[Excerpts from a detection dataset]
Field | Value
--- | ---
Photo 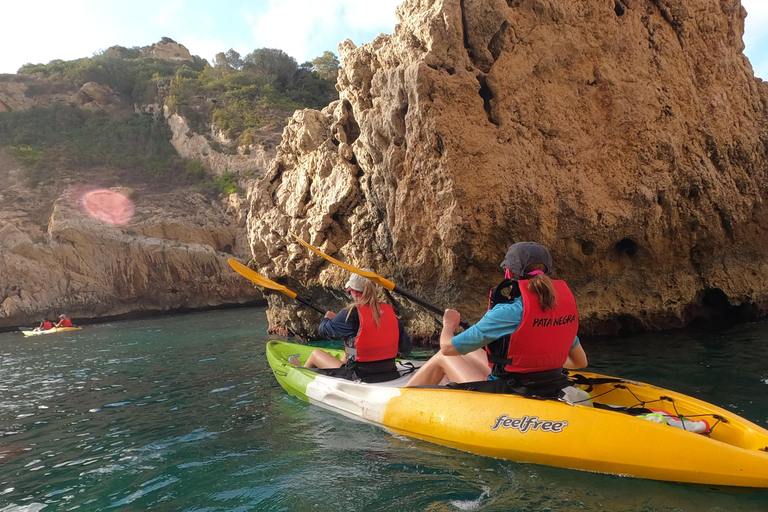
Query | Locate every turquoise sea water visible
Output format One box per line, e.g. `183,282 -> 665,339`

0,308 -> 768,512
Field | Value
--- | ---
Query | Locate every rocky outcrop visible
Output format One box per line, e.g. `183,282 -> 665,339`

165,108 -> 275,177
0,173 -> 262,327
248,0 -> 768,340
141,37 -> 194,62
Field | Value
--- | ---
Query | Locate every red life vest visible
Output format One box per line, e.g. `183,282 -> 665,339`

355,304 -> 400,363
486,279 -> 579,373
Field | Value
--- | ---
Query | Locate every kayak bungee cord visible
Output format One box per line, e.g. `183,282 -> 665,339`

292,233 -> 469,329
227,258 -> 327,315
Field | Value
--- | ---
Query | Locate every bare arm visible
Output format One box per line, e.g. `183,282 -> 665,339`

563,343 -> 587,370
440,309 -> 461,356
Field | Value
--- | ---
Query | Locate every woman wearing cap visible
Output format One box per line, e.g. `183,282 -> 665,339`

289,274 -> 411,382
408,242 -> 587,396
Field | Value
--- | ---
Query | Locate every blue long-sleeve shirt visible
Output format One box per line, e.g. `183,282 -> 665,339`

317,307 -> 413,356
451,297 -> 580,354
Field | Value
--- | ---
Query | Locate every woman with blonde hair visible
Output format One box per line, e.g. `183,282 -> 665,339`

408,242 -> 587,396
289,274 -> 412,382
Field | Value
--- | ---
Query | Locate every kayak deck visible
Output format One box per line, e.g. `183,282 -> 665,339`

267,341 -> 768,488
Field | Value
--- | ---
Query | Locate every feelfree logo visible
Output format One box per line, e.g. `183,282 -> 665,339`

491,414 -> 568,434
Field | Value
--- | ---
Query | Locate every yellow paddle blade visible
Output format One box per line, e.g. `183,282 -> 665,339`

227,258 -> 296,299
291,233 -> 395,290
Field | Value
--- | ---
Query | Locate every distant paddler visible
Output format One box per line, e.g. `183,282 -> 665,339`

56,315 -> 72,327
32,318 -> 53,331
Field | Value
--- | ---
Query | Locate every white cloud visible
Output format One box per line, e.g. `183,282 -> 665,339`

741,0 -> 768,80
245,0 -> 402,62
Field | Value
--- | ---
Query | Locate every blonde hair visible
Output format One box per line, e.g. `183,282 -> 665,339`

347,281 -> 381,328
525,263 -> 557,311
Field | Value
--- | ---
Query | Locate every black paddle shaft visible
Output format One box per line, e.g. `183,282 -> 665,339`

392,285 -> 469,329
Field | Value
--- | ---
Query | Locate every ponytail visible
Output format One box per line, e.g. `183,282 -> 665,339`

347,281 -> 381,328
525,263 -> 557,311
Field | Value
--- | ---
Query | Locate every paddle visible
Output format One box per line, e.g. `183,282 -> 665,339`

* _INSTRUCTIONS TO FOLLOW_: Substitute "Find" for every "Locate" in the material above and write it out again with nothing else changed, leaving out the picture.

* _REPLY TO THE TASK_:
Field | Value
--- | ---
Photo 
Query | Find every turquoise sea water visible
Output format One box per line, e.g. `183,282 -> 665,339`

0,308 -> 768,512
Field | Value
--- | ---
Query | Find every rocky outcrop visible
Output format One box per line, e.g. `183,282 -> 665,339`

165,108 -> 275,177
0,173 -> 262,327
248,0 -> 768,340
141,37 -> 194,62
Field | Value
--- | ---
Query | Find every red life vest visible
Output format One box per line, e.g. `183,282 -> 665,339`

355,304 -> 400,363
486,279 -> 579,373
Field | Value
--- | ---
Query | Find every kayak bungee cord visible
Output format One box per line, e.g. `183,282 -> 665,339`

292,233 -> 469,329
227,258 -> 327,315
Field | Value
--- | ---
Query | Find every bare arm visible
Output format One box per line, e.g. `183,282 -> 665,339`

563,343 -> 587,370
440,309 -> 461,356
Field | Value
--- | ---
Query | Find every woman wearing cap visible
Output format One box per line, e.g. `183,282 -> 665,339`

289,274 -> 411,382
408,242 -> 587,396
Field | Value
--- | ---
Query | Find every blue long-sleeve shirt visible
Output format One box per line, e.g. `183,282 -> 665,339`

317,307 -> 413,356
451,297 -> 580,354
Field | Value
--- | ---
Query | Find every woman with blonde hair visible
Output format One box per line, e.g. `183,282 -> 665,339`

408,242 -> 587,396
289,274 -> 412,382
Field | Value
--- | ---
Query | Find every kayak deck visible
Output format One box per line, e.g. `183,282 -> 665,339`

267,341 -> 768,488
Field | Value
--- | ---
Query | Find every feelfree logo visible
Output format One box per line, e.g. `183,282 -> 665,339`

491,414 -> 568,434
Field | Value
--- | ---
Query | Find every yellow paddle blade visible
Output format One box per line, e.g. `183,282 -> 665,339`

227,258 -> 296,299
291,233 -> 395,290
Field | Value
--- | ---
Query | Find every distant paddler visible
Output format One box per line, e.g. `183,282 -> 665,339`

56,315 -> 72,327
32,318 -> 53,331
Field | Value
--- | ---
Query | Find every white cloud visible
Output format One box per line, e.g. `183,282 -> 665,339`

741,0 -> 768,80
245,0 -> 402,62
Field | Value
--- | ---
Query | Find every blonde hair visible
Output format One box per line, e.g. `183,282 -> 665,339`

347,281 -> 381,328
525,263 -> 557,311
Field | Value
--- | ---
Query | Find every black paddle shaft visible
Output format One box per line, e.g. `183,282 -> 665,339`

392,285 -> 469,329
Field | Value
--- | ---
Query | Find every ponytail visible
Output format One box per line, e.g. `183,282 -> 665,339`

347,281 -> 381,328
525,263 -> 557,311
Field | Value
--- | ---
Query | Find every paddle visible
Output format One box per line, e.g. `183,282 -> 665,339`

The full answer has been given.